Problem |
Recast all of the rows below as a single numbered list, leaving out blank lines. Omit the pictures from the answer.

## start

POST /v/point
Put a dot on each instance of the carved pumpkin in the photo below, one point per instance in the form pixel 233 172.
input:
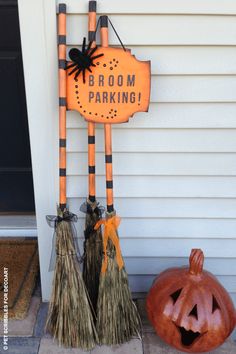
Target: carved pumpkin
pixel 189 308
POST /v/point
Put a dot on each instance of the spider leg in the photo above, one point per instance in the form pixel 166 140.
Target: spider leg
pixel 96 56
pixel 77 74
pixel 72 71
pixel 92 51
pixel 71 66
pixel 88 48
pixel 84 45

## end

Answer to this problem |
1. POST /v/point
2. Put a dot on each instance of the carved pumpkin in the photo below, one point per instance in the form pixel 233 172.
3. input:
4. Target: carved pumpkin
5. pixel 189 308
6. POST /v/point
7. Put a dot on each instance of the spider leg in the photo above, one point per instance in the form pixel 166 140.
8. Target: spider leg
9. pixel 96 56
10. pixel 77 74
11. pixel 72 71
12. pixel 92 51
13. pixel 71 66
14. pixel 88 48
15. pixel 84 45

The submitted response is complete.